GOAL OF THE EXERCISE.
Copy all of the records below without changing a single character.

GIVEN RECORDS.
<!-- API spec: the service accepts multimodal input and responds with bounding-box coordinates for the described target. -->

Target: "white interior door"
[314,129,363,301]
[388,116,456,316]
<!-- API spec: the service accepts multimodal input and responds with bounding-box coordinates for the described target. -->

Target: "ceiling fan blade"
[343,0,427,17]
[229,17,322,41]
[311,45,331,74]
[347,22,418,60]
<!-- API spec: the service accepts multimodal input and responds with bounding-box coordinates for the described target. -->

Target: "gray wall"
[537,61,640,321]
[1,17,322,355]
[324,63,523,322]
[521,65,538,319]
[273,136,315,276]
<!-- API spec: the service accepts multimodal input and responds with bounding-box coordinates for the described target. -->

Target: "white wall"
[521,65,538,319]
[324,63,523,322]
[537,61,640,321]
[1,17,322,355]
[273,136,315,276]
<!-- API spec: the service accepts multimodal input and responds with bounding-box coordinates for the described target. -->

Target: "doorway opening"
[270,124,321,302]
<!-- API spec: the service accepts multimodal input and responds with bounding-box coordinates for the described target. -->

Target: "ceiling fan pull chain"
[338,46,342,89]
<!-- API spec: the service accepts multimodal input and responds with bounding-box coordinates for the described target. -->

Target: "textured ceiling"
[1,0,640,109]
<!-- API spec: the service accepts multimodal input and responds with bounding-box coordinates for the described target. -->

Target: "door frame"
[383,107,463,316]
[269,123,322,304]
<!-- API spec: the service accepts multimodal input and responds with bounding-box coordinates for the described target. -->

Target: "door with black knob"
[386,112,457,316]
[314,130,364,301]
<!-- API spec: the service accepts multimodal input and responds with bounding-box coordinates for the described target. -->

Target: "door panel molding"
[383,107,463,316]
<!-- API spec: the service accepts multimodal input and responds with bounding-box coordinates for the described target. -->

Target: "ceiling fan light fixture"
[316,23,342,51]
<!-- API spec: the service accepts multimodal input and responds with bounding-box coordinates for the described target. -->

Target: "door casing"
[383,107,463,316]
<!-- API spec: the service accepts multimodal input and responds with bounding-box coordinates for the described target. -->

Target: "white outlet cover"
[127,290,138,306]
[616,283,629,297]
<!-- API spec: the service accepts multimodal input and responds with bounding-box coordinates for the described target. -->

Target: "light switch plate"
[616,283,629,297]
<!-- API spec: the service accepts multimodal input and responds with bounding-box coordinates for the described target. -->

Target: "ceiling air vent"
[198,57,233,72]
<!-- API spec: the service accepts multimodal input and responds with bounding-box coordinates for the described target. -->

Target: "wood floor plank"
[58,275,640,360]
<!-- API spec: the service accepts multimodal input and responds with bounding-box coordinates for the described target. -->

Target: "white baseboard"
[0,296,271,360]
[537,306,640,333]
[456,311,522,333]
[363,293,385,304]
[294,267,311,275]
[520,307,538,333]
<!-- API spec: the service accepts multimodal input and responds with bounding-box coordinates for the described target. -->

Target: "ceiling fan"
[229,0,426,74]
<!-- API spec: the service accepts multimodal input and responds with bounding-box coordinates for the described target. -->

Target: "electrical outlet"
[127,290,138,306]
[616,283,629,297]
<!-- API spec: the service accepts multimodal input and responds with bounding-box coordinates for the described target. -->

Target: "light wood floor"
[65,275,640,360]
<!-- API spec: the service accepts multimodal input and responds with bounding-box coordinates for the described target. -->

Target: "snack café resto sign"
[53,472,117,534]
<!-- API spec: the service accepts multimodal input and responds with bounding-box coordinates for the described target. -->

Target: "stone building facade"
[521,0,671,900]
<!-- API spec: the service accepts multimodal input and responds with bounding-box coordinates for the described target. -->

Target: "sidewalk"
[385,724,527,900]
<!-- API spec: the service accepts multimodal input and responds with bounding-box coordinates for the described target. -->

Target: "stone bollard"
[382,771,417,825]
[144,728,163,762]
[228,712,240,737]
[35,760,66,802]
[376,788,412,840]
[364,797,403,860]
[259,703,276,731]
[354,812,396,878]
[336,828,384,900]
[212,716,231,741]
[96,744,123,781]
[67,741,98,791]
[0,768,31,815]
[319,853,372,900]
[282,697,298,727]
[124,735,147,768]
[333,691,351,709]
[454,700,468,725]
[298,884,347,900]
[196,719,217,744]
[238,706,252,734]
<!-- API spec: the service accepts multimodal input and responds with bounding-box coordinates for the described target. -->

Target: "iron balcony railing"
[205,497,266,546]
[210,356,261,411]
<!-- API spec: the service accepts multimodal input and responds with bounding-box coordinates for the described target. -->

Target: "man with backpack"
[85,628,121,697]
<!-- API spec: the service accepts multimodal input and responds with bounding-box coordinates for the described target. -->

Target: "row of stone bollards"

SOLUTION FOR THIS PROBLEM.
<!-- API spec: the service accepts multimodal input and responds with bounding-box coordinates for the described target. -->

Target: "white interior door"
[314,129,363,301]
[388,116,456,316]
<!-- API spec: the service accepts multimodal input and responds with bounding-box coordinates for the described target. -->

Target: "ceiling fan blade"
[343,0,427,17]
[229,17,322,41]
[311,45,331,74]
[347,22,418,60]
<!-- API spec: the service accepts multimodal input and responds with bounding-box coordinates for the described target. -->

Target: "gray wall"
[537,61,640,321]
[1,17,322,355]
[324,63,523,322]
[521,65,538,319]
[273,136,315,276]
<!-- API spec: the service accepts multimodal input and responds with bounding-box coordinates for the described target. -->

Target: "white wall"
[521,65,538,319]
[324,63,523,322]
[537,61,640,321]
[1,17,322,355]
[273,136,315,276]
<!-- API spec: the service accepts multimodal input and responds with bounding-box coordinates for the described target. -->

Target: "doorway opening"
[270,124,321,302]
<!-- API spec: the service accepts multimodal input and responds with bounding-box coordinates for the described target. -->

Target: "ceiling fan pull chain"
[338,46,342,89]
<!-- API spec: the service accepts multimodal input and responds with bounding-box coordinates for the described target. -->

Target: "textured ceiling"
[1,0,640,109]
<!-- API spec: the service accepts multimodal input and responds with bounding-box coordinates for the described target. -->

Target: "door frame"
[383,107,463,316]
[269,123,322,304]
<!-- API spec: the service accepts multimodal input and responds with bounding-box coordinates for the described target. -->

Target: "door with black knob"
[386,112,457,316]
[314,130,364,301]
<!-- API spec: the service accepts multimodal input and responds with bounding-box coordinates for the described target. -->

Target: "door panel molding"
[383,107,463,316]
<!-- API spec: the service accepts multimodal input and responds with bounding-box coordinates for the described target. -->

Target: "ceiling fan light fixture"
[316,23,342,51]
<!-- API spec: the service accepts multimodal input and responds with bounding-box coordinates for the described target. -->

Target: "door casing"
[383,107,463,316]
<!-- API spec: the service accepts multimodal input and responds with bounding-box coordinates for the described target. -->

Target: "white outlet cover"
[127,290,138,306]
[616,283,629,297]
<!-- API spec: the service accepts multimodal input and responds with bounding-box coordinates for the described target. -->

Target: "light switch plate"
[616,283,629,297]
<!-- API spec: the service accepts multimodal input and responds with bounding-box coordinates for the described target. -->

Target: "ceiling air vent"
[198,57,233,72]
<!-- API spec: the service accepts multimodal input and responds with bounding-box coordinates for the described target. -->

Target: "wood floor plank"
[58,275,640,360]
<!-- API spec: the service accepts multimodal input and responds with bounding-box coordinates for the described target. -->

Target: "white baseboard"
[0,296,271,360]
[537,306,640,333]
[456,311,522,333]
[363,293,385,304]
[294,267,311,275]
[520,307,538,333]
<!-- API spec: the service accepts multimodal input and responds with bounding-box coordinates for the described target. -->

Target: "ceiling fan"
[229,0,426,74]
<!-- API spec: the service accepts multimodal input and responds with bounding-box coordinates for the described target. -->

Target: "electrical outlet"
[127,290,138,306]
[616,283,629,297]
<!-- API spec: the service accepts multimodal input and responds with bounding-box coordinates for the described target. -->

Target: "light wood floor"
[65,275,640,360]
<!-- API spec: the service accepts multimodal input and responds with bounding-box coordinates for the described target. -->

Target: "snack café resto sign"
[53,472,117,534]
<!-- API spec: the service accepts multimodal input and responds with bounding-box coordinates for the described target. -->

Target: "stone building facade"
[521,0,671,900]
<!-- API spec: the service accepts multimodal input and responds with bounding-box coordinates for the described target. -->

Target: "sidewalk"
[385,724,527,900]
<!-- API spec: the service accepts multimodal input and responds with bounding-box coordinates for the described target. -->

Target: "stone bollard"
[382,771,417,825]
[144,728,163,762]
[228,712,240,737]
[35,760,66,802]
[376,788,412,840]
[364,797,403,860]
[259,703,276,731]
[354,812,396,878]
[336,828,384,900]
[212,716,231,741]
[96,744,123,781]
[67,741,98,791]
[0,768,31,815]
[319,853,372,900]
[282,697,298,727]
[124,735,147,768]
[333,691,351,709]
[454,700,468,725]
[298,884,347,900]
[196,719,217,744]
[238,706,252,734]
<!-- API spec: the service accepts multimodal input and responds with bounding-box coordinates for the described target. -->

Target: "iron balcony railing"
[205,497,266,546]
[210,356,261,411]
<!-- API spec: the service accepts multimodal input and responds with bounding-box coordinates for the described target. -->

Target: "man with backpack"
[85,628,121,697]
<!-- API spec: the service accepts multimodal input and responds with bounding-box coordinates for the described target. -->

Target: "row of stone bollards"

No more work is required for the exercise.